* [What the exercise asks]:
Beginning at the line containing "find black tank" and continuing to the end of the records below, give each line again exactly as it stands, and only those lines.

[Annotated coordinate records]
---

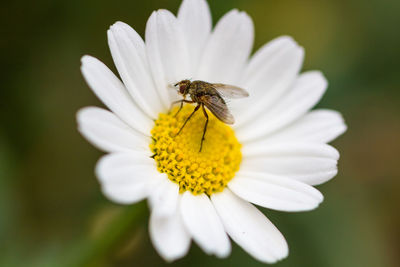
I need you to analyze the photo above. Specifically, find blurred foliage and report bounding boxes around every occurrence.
[0,0,400,267]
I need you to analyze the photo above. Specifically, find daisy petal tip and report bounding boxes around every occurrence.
[81,55,96,65]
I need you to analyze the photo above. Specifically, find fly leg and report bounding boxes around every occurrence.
[169,99,194,117]
[176,104,201,135]
[199,104,208,152]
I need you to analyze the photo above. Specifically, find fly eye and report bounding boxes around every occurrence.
[179,84,186,94]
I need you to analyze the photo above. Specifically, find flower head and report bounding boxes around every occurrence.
[77,0,346,263]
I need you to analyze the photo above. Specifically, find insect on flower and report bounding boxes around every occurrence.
[171,80,249,152]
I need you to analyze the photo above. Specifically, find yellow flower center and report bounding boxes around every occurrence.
[150,105,242,196]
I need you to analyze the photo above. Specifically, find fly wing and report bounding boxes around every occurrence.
[212,83,249,98]
[201,95,235,124]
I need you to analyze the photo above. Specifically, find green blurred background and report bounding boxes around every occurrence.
[0,0,400,267]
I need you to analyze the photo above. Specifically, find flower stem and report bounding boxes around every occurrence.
[64,202,147,266]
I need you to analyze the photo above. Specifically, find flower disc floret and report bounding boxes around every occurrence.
[150,105,242,196]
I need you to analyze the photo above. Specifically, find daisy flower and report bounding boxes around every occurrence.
[77,0,346,263]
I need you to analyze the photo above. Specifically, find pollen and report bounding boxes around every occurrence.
[150,105,242,196]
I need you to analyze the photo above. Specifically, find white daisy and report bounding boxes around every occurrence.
[77,0,346,263]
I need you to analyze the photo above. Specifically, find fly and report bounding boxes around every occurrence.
[171,80,249,152]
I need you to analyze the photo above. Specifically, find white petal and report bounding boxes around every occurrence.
[231,36,304,128]
[211,188,289,263]
[81,56,153,135]
[178,0,211,74]
[195,10,254,84]
[149,179,179,217]
[241,142,339,185]
[149,196,190,262]
[146,10,190,109]
[236,71,328,142]
[96,152,160,204]
[228,171,323,214]
[265,109,347,143]
[107,22,162,118]
[181,191,231,258]
[77,107,151,152]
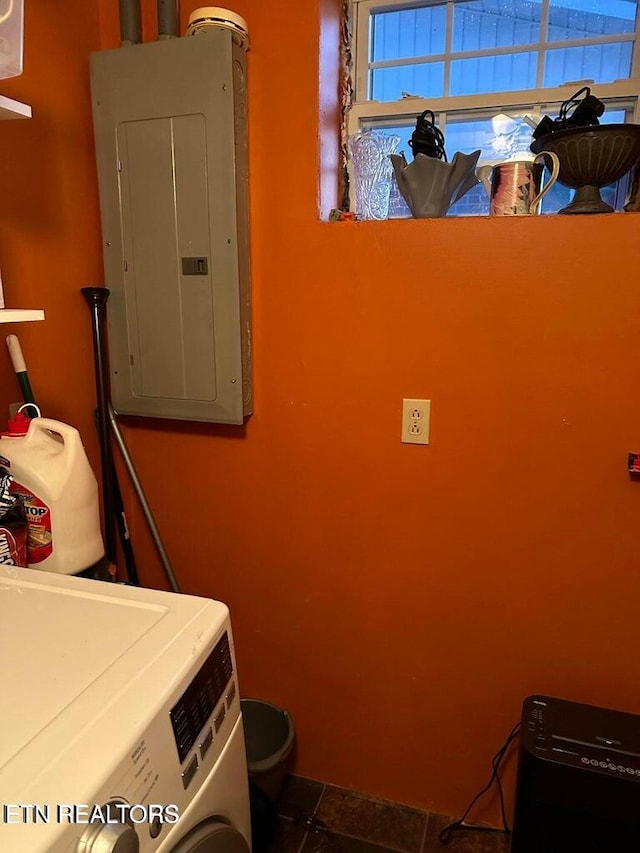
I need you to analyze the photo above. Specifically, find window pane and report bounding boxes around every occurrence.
[371,5,446,62]
[371,62,444,101]
[453,0,541,51]
[450,52,536,95]
[548,0,638,41]
[543,42,632,86]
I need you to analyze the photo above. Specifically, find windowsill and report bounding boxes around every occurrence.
[322,210,640,220]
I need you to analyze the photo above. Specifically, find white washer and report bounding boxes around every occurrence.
[0,566,251,853]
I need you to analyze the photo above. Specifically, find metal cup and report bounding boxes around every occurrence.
[489,151,560,216]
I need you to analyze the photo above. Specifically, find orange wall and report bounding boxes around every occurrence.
[2,0,640,814]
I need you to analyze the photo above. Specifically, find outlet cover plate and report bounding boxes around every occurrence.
[400,399,431,444]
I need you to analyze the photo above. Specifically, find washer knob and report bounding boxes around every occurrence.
[76,823,140,853]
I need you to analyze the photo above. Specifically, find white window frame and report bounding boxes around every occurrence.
[347,0,640,140]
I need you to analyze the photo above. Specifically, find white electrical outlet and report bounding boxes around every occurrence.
[400,400,431,444]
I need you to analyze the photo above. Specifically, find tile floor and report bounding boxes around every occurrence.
[271,776,509,853]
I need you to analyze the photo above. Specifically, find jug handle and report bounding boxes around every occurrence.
[529,151,560,213]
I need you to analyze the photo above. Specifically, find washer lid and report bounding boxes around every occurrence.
[0,569,167,767]
[171,818,250,853]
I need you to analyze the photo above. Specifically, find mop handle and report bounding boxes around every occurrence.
[7,335,36,412]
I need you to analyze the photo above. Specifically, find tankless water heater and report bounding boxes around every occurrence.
[91,28,252,423]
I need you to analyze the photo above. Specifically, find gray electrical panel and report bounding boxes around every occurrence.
[91,28,252,424]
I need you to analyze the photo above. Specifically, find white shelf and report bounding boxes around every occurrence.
[0,95,31,121]
[0,308,44,323]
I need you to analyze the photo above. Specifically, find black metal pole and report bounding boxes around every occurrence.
[81,287,118,566]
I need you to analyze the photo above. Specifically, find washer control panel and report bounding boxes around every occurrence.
[169,631,233,764]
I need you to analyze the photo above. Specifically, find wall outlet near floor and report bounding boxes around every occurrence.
[400,400,431,444]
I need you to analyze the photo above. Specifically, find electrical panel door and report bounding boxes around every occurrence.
[91,28,252,423]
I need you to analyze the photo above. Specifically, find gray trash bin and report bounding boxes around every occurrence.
[240,699,295,803]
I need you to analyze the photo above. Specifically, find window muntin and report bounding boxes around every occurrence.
[362,0,638,101]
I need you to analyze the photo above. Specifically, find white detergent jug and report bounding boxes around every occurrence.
[0,413,104,575]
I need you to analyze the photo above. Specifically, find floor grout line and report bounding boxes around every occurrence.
[420,812,430,853]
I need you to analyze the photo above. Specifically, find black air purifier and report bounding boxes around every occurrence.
[511,696,640,853]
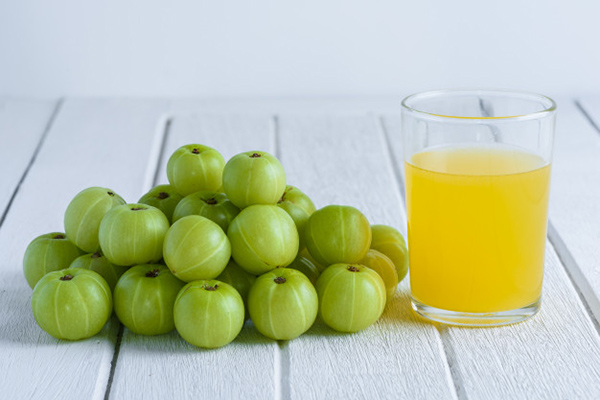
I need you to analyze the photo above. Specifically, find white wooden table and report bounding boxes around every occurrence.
[0,96,600,399]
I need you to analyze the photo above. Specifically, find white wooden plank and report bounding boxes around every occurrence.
[0,100,166,399]
[278,116,456,399]
[0,99,57,219]
[549,97,600,320]
[111,115,280,399]
[172,93,409,115]
[384,116,600,399]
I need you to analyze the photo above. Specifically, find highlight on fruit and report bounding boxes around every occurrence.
[23,144,408,348]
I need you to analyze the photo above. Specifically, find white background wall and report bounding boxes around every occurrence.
[0,0,600,97]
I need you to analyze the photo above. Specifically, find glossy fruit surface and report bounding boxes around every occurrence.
[173,190,240,232]
[163,215,231,282]
[277,185,315,250]
[248,268,319,340]
[360,249,398,301]
[23,232,83,289]
[227,205,298,275]
[217,260,256,303]
[173,280,244,348]
[138,185,183,223]
[317,264,386,332]
[304,205,371,266]
[287,255,321,285]
[167,144,225,196]
[371,225,408,282]
[223,151,285,209]
[69,251,129,292]
[65,187,125,253]
[298,247,328,274]
[31,268,112,340]
[114,264,185,335]
[100,203,169,266]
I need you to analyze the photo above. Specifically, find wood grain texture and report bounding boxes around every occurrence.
[0,100,165,399]
[384,112,600,399]
[172,96,402,115]
[111,115,280,399]
[0,99,58,219]
[549,97,600,320]
[278,115,455,399]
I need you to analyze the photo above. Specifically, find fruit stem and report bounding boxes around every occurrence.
[146,268,160,278]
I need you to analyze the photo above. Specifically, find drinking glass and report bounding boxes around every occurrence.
[402,90,556,326]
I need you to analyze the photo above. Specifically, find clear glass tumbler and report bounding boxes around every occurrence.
[402,90,556,326]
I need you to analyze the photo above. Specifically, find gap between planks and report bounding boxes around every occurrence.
[104,115,173,400]
[0,98,64,228]
[269,115,290,400]
[102,107,600,400]
[548,100,600,336]
[375,115,467,400]
[377,100,600,399]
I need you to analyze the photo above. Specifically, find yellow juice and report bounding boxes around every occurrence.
[405,144,550,313]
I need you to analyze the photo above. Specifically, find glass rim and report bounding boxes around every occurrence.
[402,88,557,122]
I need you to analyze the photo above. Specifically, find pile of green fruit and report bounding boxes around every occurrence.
[23,144,407,348]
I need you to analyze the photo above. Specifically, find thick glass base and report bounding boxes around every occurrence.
[411,298,542,327]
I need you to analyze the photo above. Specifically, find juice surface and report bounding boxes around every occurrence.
[405,144,550,313]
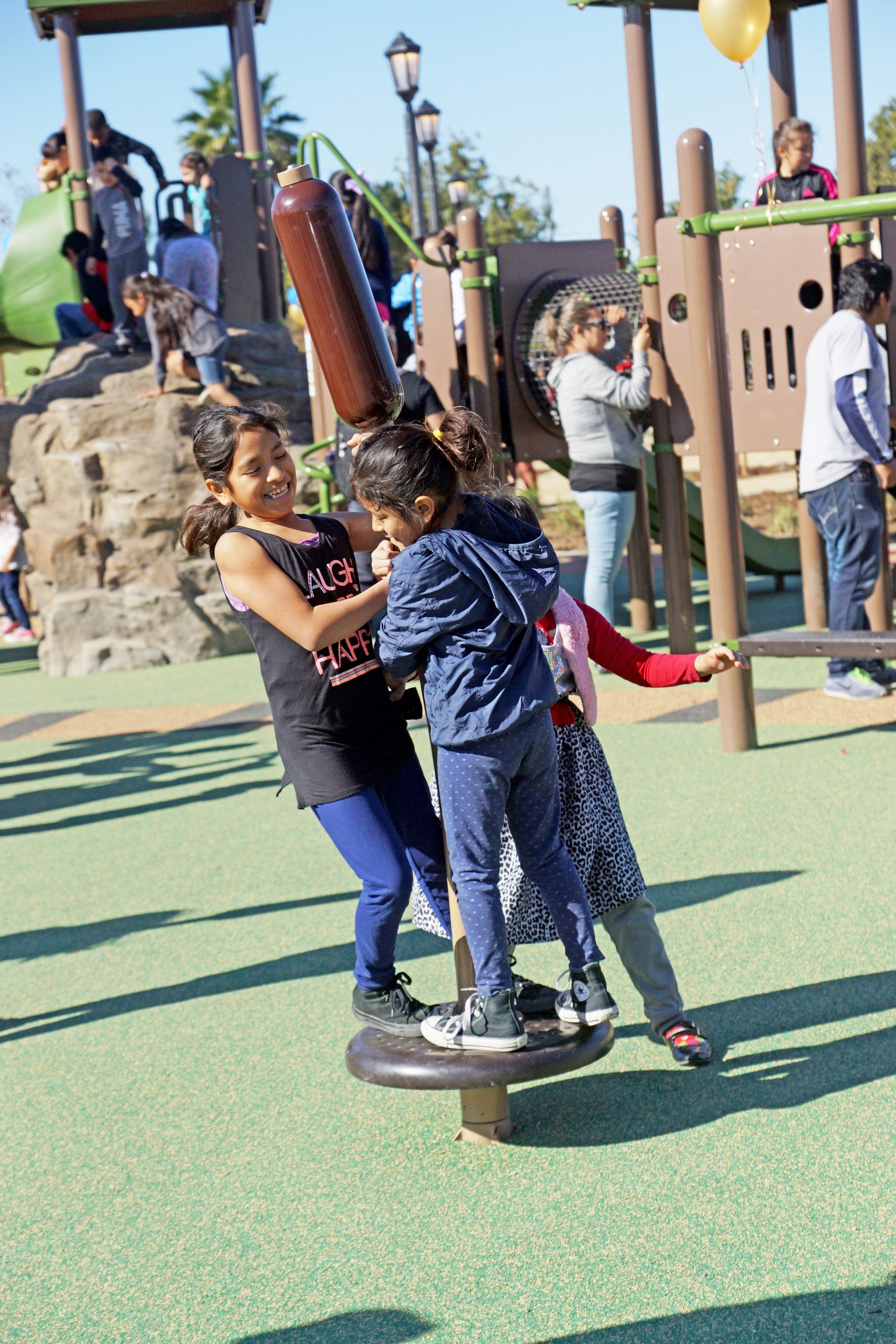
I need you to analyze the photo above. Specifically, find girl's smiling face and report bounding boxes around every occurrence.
[206,429,296,523]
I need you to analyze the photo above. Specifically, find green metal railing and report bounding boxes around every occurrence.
[678,191,896,242]
[296,130,451,270]
[298,434,345,513]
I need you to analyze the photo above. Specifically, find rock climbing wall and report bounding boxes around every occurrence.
[0,326,312,676]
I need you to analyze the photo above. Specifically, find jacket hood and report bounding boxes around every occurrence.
[418,495,560,625]
[548,350,594,393]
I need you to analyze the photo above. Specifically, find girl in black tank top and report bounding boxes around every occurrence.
[181,406,450,1036]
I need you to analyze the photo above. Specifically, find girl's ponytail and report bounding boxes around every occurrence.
[433,406,492,482]
[180,495,240,556]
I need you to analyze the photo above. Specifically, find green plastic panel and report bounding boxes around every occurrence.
[0,188,81,350]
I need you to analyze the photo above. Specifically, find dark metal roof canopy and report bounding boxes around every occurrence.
[567,0,826,14]
[28,0,270,38]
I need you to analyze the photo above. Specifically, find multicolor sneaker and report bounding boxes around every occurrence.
[509,957,556,1017]
[352,970,431,1036]
[660,1017,712,1068]
[825,668,889,700]
[553,961,619,1027]
[422,989,529,1051]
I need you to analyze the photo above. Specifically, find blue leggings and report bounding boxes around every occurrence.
[313,755,451,989]
[438,710,602,994]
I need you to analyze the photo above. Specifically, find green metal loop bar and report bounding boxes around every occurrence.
[836,228,874,247]
[678,192,896,238]
[297,130,451,270]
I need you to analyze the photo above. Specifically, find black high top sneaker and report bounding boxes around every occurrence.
[553,961,619,1027]
[420,989,529,1051]
[352,970,431,1036]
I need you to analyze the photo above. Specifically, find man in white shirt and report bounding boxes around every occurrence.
[799,261,896,700]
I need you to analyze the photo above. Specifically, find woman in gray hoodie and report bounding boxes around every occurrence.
[541,296,650,624]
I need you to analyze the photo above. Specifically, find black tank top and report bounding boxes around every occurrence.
[222,514,414,808]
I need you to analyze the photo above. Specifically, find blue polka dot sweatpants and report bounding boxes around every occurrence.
[438,710,602,994]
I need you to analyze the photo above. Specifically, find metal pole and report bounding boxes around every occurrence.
[600,206,657,634]
[233,0,283,322]
[404,101,426,243]
[827,0,870,266]
[625,4,696,653]
[827,0,893,631]
[426,149,442,234]
[766,9,797,129]
[52,14,93,234]
[678,130,756,751]
[457,206,501,445]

---

* [Answer to the task]:
I need you to analyze the photo above. Specifically, find black tank top and report bounding boxes around every occurrence.
[222,514,414,808]
I need you to analyze the photo above. Specifically, find blue polka dot sweatpants and report bounding boxes around every occurrence.
[438,710,602,994]
I need you to analyze the photo above. Specifically, find metal pole and report bounding boxes around every occurrence.
[600,206,657,634]
[233,0,283,322]
[404,101,426,243]
[827,0,870,266]
[625,4,696,653]
[827,0,893,631]
[426,149,442,234]
[766,9,797,129]
[52,14,93,234]
[678,130,756,751]
[457,206,501,445]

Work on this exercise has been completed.